- **Exercise details**
Pick up the article on modular app architecture and event-driven routing after its last sentence, and continue writing it.

- **Extract provided**
★ ★ ★ ★ ★ ★ ★
A reality check: it’s easy to over-fragment UI. If you split too aggressively, usage overhead grows — more time goes into dependency wiring, configuration, and simply remembering which product contains what. In practice, the best solution is a pragmatic middle ground: group products by meaningful domains (for example, “Product UI components”, “Payment UI components”) rather than turning every tiny view into a separate product.
Routing via builder + messaging on Combine
In large applications, routing often becomes a source of tight coupling: a feature starts to “know” too much about navigation, navigation starts to “know” too much about feature details, and over time you get a tangled mess. A good alternative is event-driven routing through a builder and messaging.
The application has a message bus/message processor. A Feature Builder registers handlers for messages during initialization. When a message is received, the builder can create the screen and perform navigation or trigger domain actions when needed.
A simplified example of a message processor:
public protocol AppMessage {}
public final class AppMessageProcessor {
public func register<Message: AppMessage>(
object: AnyObject,
handling handler: @escaping (Message) -> Void
) -> AnyCancellable { /* ... */ }
public func process<Message: AppMessage>(_ message: Message) -> Bool { /* ... */ }
}
Messaging is a contract; handlers are registered by features.
And the Builder side subscribes and reacts:
public final class FeatureCartBuilder {
private let messageProcessor: AppMessageProcessor
private let cartUseCase: CartUseCase
public init(messageProcessor: AppMessageProcessor, cartUseCase: CartUseCase) {
self.messageProcessor = messageProcessor
self.cartUseCase = cartUseCase
}
public func create() -> [AnyCancellable] {
let showCart = messageProcessor.register(object: self, handling: handleCartShowing(message:))
let logout = messageProcessor.register(object: self) { (_: AppMessages.Profile.Logout) in
self.cartUseCase.clearCart()
}
return [showCart, logout]
}
private func handleCartShowing(message: AppMessages.Cart.Show) {
// build screen / route / present
}
}
This is convenient because:
- the feature does not know who initiated the event;
- routing can be tested as a reaction to an event;
- module boundaries are cleaner: messages are the contract, implementation stays inside Implementation.
Recommended dependency rules
In practice, there is only two strict rules: an Interface package can never import an Implementation package
and FeatureImplementation package never import another FeatureImplementation package
Common mistakes and how to avoid them
- A “thick” Interface. The interface should include only the contracts for communicating with the feature.
★ ★ ★ ★ ★ ★ ★
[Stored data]
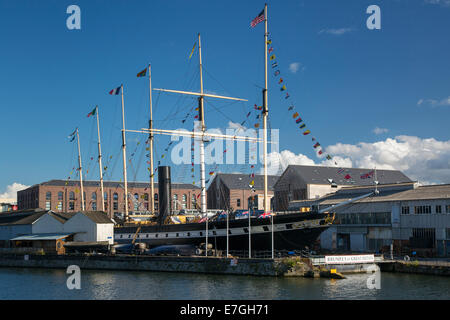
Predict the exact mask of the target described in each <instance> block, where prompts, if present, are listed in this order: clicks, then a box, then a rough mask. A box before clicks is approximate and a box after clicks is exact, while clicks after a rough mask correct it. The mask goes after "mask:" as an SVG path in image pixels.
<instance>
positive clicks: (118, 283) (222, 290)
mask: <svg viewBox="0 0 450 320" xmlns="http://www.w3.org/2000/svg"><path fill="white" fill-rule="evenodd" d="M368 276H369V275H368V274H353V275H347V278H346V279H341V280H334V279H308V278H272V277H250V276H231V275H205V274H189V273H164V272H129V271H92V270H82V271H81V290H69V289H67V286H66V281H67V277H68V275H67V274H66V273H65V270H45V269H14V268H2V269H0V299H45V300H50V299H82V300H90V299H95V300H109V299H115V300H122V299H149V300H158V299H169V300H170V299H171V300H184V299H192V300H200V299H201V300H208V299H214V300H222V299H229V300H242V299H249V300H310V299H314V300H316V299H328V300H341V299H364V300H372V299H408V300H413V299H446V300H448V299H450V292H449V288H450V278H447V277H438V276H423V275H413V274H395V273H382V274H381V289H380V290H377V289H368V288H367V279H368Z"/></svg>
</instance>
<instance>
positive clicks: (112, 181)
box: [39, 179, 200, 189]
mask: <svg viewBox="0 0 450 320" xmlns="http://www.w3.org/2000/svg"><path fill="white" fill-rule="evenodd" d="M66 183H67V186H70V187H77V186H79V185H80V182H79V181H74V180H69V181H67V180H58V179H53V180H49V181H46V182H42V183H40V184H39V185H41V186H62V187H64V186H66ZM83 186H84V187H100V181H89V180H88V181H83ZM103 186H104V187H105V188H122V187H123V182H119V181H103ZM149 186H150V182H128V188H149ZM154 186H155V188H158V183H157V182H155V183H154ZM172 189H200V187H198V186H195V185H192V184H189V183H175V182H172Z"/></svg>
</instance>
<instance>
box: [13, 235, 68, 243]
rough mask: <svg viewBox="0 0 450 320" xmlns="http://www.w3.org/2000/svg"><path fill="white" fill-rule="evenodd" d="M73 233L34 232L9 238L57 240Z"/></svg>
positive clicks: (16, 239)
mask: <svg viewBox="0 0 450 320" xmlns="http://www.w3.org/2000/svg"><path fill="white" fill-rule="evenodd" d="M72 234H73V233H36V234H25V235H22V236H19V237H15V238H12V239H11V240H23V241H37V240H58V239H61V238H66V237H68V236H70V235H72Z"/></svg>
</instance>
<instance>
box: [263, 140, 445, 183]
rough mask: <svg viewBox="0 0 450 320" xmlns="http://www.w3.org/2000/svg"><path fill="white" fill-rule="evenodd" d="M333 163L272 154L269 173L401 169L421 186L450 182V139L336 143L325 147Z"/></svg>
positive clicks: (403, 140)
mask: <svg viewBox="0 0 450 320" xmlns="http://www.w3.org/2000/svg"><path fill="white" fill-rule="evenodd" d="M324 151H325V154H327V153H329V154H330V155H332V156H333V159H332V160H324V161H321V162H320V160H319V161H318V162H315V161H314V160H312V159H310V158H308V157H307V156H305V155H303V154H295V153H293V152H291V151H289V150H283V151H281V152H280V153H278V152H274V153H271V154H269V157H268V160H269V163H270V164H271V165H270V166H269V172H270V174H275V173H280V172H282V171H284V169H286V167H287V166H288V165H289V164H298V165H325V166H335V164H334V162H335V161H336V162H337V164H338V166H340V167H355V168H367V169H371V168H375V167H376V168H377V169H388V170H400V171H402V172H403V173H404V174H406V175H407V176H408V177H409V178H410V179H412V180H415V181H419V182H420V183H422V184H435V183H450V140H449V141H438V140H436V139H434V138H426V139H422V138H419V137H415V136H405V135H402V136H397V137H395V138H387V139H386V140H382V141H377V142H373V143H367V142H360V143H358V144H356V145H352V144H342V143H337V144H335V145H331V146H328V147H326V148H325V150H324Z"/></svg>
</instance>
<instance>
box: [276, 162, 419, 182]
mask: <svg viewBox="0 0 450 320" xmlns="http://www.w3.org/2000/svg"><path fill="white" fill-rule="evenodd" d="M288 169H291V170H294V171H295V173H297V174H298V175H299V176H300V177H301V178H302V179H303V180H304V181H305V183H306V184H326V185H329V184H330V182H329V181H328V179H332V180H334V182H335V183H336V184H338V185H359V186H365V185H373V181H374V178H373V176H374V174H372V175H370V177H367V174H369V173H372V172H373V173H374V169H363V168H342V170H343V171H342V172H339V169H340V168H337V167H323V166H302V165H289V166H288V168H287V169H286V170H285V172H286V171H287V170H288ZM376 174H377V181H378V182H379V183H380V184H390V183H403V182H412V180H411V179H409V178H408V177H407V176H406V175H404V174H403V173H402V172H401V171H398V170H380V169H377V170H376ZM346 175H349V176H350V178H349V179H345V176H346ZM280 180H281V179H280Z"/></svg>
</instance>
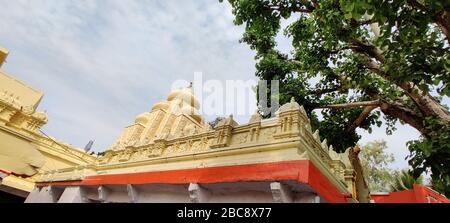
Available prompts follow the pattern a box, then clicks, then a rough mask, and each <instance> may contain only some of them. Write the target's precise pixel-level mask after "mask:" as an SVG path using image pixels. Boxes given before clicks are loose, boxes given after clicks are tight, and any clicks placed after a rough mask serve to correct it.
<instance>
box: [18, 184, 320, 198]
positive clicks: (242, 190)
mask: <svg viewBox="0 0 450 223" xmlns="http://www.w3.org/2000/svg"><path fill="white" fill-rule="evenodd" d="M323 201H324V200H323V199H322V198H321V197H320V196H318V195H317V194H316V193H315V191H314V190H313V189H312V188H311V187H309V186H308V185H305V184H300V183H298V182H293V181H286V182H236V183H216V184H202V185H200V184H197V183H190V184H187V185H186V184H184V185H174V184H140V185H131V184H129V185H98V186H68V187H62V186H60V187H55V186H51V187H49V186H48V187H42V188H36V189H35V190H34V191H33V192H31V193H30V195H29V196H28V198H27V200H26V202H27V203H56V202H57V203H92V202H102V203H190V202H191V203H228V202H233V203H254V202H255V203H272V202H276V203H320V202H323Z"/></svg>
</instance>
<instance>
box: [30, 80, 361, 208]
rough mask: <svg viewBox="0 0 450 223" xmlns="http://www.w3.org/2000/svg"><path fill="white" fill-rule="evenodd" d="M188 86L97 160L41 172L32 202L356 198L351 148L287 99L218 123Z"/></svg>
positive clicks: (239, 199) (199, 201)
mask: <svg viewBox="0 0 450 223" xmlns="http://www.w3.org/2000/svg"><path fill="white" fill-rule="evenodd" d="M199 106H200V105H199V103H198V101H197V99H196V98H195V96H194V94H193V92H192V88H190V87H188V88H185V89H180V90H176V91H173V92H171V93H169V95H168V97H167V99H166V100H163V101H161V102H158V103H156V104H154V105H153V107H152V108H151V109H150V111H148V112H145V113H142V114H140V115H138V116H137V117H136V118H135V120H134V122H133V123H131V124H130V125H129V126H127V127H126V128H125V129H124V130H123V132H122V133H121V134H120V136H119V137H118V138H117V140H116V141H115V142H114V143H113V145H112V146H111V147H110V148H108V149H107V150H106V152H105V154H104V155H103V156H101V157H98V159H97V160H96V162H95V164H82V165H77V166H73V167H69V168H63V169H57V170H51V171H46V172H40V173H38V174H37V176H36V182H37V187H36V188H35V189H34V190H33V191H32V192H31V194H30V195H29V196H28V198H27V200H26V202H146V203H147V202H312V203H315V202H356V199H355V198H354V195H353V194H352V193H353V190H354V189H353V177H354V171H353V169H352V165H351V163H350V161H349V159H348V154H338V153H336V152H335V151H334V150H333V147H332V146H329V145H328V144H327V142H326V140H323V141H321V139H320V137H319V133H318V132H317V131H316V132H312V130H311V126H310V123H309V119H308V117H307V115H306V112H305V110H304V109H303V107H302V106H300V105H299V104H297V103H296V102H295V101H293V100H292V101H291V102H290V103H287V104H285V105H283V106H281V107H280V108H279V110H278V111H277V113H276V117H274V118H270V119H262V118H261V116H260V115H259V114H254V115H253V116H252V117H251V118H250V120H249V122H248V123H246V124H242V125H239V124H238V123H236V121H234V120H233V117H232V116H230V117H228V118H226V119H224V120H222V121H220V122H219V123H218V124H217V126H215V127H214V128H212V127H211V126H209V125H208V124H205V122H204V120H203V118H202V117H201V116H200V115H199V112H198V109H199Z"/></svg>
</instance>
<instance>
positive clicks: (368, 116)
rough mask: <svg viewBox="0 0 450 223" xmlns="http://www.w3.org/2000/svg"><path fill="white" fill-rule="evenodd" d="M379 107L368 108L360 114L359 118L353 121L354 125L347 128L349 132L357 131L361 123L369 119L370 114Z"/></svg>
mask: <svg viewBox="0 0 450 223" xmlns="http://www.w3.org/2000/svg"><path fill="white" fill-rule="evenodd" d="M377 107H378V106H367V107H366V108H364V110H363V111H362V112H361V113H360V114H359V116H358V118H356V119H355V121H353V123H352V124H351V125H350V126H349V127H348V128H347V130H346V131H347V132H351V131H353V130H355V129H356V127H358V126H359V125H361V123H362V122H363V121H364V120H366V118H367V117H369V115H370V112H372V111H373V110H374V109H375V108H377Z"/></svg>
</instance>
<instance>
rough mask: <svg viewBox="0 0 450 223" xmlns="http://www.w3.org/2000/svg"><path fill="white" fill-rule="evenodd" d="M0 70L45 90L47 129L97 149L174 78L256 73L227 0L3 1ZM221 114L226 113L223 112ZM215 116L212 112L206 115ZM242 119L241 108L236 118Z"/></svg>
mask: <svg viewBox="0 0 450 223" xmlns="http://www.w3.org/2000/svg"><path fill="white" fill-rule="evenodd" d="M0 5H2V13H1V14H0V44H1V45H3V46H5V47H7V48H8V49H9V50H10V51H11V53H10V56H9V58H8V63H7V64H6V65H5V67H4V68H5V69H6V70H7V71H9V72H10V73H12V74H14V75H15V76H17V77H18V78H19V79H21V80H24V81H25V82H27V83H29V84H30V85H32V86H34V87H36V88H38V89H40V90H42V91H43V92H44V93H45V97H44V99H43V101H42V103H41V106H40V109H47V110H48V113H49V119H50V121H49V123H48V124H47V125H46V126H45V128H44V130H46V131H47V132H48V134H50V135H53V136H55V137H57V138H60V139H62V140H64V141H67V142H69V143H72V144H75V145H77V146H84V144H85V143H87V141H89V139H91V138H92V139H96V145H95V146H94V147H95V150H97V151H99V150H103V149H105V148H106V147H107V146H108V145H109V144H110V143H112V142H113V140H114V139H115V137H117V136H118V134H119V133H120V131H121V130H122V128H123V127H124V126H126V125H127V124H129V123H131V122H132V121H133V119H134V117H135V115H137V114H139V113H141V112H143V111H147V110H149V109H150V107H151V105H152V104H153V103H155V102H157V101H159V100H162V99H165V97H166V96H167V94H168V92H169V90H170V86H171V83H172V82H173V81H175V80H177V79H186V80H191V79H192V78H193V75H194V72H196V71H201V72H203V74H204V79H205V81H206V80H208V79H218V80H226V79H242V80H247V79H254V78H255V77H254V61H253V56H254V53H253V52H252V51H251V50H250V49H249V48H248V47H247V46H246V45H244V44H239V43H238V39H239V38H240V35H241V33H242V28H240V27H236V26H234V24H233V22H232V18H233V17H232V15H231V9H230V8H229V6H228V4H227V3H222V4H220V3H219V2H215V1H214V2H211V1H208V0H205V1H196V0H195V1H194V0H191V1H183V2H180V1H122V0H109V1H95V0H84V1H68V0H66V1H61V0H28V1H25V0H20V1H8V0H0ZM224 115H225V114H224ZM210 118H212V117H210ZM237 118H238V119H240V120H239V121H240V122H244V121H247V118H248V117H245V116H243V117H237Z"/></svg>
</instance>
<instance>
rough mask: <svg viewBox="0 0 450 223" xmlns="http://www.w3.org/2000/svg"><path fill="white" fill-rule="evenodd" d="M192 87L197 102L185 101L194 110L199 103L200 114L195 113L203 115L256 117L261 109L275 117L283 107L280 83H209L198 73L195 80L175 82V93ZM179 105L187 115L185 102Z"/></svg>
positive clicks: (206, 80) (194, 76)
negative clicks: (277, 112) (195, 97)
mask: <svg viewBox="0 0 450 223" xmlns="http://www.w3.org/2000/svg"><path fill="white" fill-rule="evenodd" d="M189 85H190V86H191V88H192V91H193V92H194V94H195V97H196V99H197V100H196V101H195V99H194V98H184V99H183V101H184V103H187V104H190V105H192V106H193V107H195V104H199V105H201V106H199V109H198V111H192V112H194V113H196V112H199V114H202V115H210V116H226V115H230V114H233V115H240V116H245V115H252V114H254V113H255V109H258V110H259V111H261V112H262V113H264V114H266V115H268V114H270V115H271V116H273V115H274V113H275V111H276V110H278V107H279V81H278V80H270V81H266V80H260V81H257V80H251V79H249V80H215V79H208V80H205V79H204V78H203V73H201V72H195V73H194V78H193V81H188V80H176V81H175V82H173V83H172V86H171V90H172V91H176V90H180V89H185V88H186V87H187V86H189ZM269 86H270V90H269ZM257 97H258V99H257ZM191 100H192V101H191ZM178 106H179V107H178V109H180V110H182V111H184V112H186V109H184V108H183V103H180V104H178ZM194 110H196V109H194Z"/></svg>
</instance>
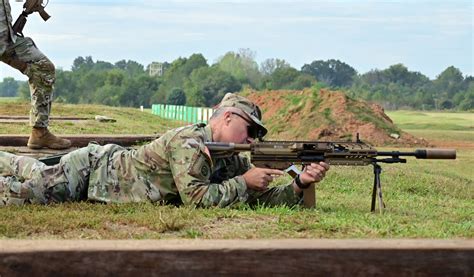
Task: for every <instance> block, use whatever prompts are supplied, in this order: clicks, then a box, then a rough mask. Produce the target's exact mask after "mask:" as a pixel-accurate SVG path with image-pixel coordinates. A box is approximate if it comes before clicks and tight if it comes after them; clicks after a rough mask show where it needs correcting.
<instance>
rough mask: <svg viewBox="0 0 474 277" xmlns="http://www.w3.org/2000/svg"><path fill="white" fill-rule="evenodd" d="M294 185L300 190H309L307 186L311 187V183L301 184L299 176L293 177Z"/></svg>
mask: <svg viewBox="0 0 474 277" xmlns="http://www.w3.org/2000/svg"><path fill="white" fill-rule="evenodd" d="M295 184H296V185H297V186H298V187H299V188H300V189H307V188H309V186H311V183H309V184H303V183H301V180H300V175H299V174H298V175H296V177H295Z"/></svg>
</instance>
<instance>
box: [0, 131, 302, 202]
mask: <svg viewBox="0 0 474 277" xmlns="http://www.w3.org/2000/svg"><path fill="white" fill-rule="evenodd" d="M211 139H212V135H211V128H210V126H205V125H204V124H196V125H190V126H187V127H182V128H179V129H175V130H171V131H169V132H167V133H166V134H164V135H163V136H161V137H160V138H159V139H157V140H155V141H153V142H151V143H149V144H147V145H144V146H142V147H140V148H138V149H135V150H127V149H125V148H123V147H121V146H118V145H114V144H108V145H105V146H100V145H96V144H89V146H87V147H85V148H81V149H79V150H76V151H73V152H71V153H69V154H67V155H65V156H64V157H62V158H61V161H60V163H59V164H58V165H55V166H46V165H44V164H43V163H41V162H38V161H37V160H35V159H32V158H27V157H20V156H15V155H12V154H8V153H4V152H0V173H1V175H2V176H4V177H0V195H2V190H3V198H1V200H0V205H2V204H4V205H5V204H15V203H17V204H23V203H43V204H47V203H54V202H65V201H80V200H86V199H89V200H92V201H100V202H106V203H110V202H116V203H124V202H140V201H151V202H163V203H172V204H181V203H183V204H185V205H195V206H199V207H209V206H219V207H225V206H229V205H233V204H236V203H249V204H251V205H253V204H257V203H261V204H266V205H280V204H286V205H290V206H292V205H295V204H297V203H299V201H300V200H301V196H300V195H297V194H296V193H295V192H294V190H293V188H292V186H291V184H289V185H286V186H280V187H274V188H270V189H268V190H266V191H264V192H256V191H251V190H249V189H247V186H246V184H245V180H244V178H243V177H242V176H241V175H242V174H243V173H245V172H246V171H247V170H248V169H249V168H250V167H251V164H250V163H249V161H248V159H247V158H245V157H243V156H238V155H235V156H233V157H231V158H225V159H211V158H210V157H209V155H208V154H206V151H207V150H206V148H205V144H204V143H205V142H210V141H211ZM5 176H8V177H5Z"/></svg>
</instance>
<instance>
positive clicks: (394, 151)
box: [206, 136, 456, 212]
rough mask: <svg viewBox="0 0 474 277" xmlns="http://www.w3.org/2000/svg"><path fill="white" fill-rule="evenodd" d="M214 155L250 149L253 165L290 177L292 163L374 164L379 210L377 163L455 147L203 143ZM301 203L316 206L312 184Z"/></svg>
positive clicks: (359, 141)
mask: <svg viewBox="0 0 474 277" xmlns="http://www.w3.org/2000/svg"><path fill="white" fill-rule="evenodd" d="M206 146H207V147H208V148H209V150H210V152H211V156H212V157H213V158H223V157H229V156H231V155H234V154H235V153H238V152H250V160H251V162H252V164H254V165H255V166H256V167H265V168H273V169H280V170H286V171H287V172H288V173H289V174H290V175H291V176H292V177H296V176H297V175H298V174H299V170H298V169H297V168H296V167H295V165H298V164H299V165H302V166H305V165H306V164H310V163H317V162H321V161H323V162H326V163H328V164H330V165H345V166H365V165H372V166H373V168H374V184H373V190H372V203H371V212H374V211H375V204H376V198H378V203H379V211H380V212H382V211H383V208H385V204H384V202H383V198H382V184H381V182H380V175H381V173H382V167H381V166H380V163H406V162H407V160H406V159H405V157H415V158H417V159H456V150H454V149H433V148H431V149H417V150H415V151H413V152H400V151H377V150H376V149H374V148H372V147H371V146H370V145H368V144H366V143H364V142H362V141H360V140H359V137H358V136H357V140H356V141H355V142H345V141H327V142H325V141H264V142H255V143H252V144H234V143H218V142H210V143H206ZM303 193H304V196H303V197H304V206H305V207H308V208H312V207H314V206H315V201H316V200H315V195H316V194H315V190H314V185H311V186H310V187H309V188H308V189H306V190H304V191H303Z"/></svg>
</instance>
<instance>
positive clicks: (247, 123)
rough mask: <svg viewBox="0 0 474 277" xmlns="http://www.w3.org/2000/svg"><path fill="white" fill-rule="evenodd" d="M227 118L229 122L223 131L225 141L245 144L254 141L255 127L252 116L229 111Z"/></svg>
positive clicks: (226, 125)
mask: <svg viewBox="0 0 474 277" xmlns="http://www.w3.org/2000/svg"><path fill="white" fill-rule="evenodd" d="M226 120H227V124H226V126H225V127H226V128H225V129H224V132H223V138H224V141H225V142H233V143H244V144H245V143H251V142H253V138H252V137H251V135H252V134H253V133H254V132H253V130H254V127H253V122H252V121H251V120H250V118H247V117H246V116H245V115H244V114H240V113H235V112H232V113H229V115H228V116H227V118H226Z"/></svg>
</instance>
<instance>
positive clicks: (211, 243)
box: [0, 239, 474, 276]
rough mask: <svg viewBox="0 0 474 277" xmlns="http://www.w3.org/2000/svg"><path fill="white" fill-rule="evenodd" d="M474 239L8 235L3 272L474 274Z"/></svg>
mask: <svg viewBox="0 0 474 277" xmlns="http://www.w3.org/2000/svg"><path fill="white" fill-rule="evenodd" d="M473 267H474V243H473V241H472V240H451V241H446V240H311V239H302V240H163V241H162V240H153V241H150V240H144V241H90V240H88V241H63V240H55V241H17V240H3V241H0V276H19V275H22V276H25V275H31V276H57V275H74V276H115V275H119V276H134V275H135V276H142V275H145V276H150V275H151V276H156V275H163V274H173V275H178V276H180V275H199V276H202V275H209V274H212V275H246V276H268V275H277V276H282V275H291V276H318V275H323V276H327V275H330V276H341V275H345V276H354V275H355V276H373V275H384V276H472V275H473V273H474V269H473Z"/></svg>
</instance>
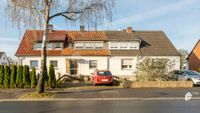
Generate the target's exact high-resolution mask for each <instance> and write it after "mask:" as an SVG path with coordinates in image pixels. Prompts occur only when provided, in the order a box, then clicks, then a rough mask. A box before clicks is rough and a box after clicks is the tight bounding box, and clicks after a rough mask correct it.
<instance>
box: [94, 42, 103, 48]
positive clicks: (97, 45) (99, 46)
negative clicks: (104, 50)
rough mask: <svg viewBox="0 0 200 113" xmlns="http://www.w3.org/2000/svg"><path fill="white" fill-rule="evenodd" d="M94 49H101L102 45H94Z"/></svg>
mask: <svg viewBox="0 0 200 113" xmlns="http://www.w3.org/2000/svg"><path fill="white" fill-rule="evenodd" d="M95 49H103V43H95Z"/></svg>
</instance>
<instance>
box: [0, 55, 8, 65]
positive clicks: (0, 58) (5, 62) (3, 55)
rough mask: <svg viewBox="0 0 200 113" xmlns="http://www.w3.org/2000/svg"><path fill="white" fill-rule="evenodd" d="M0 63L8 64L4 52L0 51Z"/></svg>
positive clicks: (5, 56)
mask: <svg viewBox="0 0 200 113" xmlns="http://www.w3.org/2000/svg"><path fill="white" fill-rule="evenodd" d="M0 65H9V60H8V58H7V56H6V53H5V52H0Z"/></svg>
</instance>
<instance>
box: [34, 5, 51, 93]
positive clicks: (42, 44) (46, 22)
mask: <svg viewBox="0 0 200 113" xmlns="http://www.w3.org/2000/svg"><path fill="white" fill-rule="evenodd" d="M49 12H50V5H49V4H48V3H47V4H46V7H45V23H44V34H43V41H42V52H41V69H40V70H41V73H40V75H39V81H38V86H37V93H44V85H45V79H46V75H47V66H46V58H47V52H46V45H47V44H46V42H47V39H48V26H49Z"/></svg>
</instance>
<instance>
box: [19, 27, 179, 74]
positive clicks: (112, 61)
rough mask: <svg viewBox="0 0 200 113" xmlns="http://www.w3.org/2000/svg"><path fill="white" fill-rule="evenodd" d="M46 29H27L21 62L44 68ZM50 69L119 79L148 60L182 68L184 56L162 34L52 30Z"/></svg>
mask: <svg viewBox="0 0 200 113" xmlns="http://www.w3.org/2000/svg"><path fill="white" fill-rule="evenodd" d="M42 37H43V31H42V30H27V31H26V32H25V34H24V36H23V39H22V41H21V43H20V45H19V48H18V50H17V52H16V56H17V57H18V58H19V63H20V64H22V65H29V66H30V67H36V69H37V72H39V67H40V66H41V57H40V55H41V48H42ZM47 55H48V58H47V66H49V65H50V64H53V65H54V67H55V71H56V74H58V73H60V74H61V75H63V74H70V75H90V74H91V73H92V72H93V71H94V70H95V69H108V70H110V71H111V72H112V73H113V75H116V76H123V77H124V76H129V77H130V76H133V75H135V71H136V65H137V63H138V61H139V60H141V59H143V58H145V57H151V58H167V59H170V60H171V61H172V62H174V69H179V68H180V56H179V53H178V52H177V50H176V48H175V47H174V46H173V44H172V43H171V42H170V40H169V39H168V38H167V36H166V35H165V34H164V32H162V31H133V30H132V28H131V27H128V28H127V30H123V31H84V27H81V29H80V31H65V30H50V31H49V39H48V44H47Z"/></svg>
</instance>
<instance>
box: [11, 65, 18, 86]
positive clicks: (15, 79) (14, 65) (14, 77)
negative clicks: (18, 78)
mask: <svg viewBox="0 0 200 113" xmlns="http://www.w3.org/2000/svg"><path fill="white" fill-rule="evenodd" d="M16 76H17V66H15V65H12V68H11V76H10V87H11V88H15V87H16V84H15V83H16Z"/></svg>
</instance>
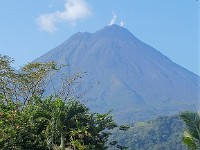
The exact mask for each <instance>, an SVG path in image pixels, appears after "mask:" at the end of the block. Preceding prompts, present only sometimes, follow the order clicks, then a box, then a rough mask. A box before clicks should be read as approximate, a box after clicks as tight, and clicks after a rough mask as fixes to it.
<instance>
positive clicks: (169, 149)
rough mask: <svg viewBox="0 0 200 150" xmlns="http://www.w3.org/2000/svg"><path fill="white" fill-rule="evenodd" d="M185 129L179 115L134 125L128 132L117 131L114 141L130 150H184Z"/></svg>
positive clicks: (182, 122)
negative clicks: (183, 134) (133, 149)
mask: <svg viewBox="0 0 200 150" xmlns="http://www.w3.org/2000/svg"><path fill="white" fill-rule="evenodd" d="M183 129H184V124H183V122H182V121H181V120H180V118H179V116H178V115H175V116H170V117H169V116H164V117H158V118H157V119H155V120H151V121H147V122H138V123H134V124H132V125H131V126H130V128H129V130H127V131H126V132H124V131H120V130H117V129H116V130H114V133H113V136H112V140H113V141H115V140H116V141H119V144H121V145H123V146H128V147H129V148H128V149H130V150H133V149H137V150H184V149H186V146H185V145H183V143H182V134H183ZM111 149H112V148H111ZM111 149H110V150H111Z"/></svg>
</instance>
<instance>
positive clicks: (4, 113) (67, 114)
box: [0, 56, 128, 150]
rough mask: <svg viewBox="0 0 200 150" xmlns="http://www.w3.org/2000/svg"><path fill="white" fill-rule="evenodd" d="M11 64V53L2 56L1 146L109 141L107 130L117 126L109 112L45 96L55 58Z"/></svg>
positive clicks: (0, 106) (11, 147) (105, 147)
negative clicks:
★ ★ ★ ★ ★ ★ ★
- **Response to this task**
- One product for the whole package reduces discipline for using public code. It is better to have multiple products and depend only on the one you need.
- If two interfaces depend on each other, you almost always need a separate shared package for common types.
- Builder turns into business logic. A builder should assemble and route, but not make domain decisions.
Summary
The combination of SPM + an Interface / Implementation / Tests structure + careful use of targets/products is a very practical way to keep a large project healthy. This architecture effectively and automatically forces you to apply SOLID, OOP and Clean Architecture principles.
What we get in the end:
- cyclical dependency issues and major time losses due to forced refactoring are avoided, because dependencies are explicit and manageable;
- transitive “leaks” are minimized;
- features are isolated and reusable;
- packages do not pull in unnecessary/unused dependencies;
- tests are separated and cleaner;
- routing via builder and messaging on Combine reduces coupling and makes navigation predictable.
If you are building an app where dozens of modules must evolve in parallel, this approach usually pays off quickly — in build speed, architectural clarity, team integration quality, and overall time savings. When the project is well-structured and modularized, problems are easier to resolve for both a developer and a vibe coder, because you do not need to untangle, refactor, or “unwind” spaghetti business logic, which is difficult for humans and neuro networks to understand.